The most celebrated and reviled ship in the Confederate Navy, the Alabama had, in just two years, captured 64 American merchant ships worth $5.1 million. Showing the wear of such hard duty, the vessel sailed into Cherbourg for repairs in June 1864. But Capt. Raphael Semmes met with a technicality: All berths were reserved for the French Navy; any waiver would have to come directly from Emperor Napoleon III, who was—Quelle dommage!—on vacation in Biarritz. Semmes applied, but before the emperor could return to Paris, the USS Kearsarge appeared on June 19. The Union ship had been draped in anchor chain, turning it into a homemade ironclad. Painted black, the chain disappeared against the hull.

• Tasks:
A: Copy the passage on the Confederate ship Alabama word for word, from "The most celebrated" up to and including "against the hull.".
B: Proceed with the passage on the Confederate ship Alabama, picking up right after its final sentence.

• Provided records:
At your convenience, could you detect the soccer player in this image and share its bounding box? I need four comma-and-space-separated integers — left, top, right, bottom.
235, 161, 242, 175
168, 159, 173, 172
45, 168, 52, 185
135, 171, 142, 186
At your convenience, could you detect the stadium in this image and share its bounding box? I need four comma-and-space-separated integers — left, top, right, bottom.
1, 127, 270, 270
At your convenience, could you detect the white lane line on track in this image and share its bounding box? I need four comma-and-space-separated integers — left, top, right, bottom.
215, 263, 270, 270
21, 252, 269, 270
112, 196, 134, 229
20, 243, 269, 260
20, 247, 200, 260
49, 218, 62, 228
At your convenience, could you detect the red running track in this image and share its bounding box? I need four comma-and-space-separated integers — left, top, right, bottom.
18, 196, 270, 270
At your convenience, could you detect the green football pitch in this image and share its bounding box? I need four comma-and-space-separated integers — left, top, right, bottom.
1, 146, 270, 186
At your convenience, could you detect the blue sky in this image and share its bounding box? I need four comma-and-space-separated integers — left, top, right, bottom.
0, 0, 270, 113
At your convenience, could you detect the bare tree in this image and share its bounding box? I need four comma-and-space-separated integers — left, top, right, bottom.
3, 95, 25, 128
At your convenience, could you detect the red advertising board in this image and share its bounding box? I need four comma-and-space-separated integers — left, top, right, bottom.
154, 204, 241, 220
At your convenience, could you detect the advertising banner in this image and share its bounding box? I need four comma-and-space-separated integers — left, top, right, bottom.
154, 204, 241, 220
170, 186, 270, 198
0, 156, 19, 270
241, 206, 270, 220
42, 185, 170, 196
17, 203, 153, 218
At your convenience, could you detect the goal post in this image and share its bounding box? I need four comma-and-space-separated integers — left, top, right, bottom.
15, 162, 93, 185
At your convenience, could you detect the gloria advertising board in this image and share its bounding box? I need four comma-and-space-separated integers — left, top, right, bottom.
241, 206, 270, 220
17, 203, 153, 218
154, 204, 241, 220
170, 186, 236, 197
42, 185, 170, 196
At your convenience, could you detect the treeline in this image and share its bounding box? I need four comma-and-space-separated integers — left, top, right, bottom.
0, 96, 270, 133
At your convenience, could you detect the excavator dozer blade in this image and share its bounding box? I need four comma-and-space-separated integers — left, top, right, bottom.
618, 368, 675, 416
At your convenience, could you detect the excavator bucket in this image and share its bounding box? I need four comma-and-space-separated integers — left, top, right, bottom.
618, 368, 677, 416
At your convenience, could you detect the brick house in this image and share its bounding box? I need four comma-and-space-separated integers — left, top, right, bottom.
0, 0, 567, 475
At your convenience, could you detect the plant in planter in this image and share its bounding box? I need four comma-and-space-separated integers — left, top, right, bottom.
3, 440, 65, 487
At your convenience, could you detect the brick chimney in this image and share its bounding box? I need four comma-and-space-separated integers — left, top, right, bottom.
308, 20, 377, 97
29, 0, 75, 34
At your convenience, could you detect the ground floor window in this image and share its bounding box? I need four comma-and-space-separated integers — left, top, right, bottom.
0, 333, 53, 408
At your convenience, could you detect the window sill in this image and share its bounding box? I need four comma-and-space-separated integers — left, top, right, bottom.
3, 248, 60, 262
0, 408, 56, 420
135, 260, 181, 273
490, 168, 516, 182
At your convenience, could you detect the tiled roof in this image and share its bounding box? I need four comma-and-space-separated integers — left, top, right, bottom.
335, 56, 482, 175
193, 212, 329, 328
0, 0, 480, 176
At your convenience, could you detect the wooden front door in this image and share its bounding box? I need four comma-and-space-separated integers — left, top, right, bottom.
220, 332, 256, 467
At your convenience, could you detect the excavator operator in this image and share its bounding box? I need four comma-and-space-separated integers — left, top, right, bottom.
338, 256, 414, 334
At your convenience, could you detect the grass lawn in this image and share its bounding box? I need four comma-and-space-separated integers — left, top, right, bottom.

• Results of the tasks:
A:
The most celebrated and reviled ship in the Confederate Navy, the Alabama had, in just two years, captured 64 American merchant ships worth $5.1 million. Showing the wear of such hard duty, the vessel sailed into Cherbourg for repairs in June 1864. But Capt. Raphael Semmes met with a technicality: All berths were reserved for the French Navy; any waiver would have to come directly from Emperor Napoleon III, who was—Quelle dommage!—on vacation in Biarritz. Semmes applied, but before the emperor could return to Paris, the USS Kearsarge appeared on June 19. The Union ship had been draped in anchor chain, turning it into a homemade ironclad. Painted black, the chain disappeared against the hull.

B:
Semmes gave battle right then, before Kearsarge Capt. John Winslow could summon reinforcements.After 9 that morning, the Alabama left the harbor, trailed by civilian boats and an English yacht eager to catch the spectacle. Semmes opened fire around 11 a.m., and the ships exchanged fire without effect for about 15 minutes—until a shot from the Kearsarge disabled the Alabama’s rudder. Winslow poured on the fire, and Semmes raised the white flag. As his ship sank, the Kearsarge captured almost half his crew of 145, but Semmes and several others escaped aboard a British ship. Two Confederates (of 21 who died as a result of the battle) are buried, along with the lone Union fatality, in the Cherbourg Old Communal Cemetery.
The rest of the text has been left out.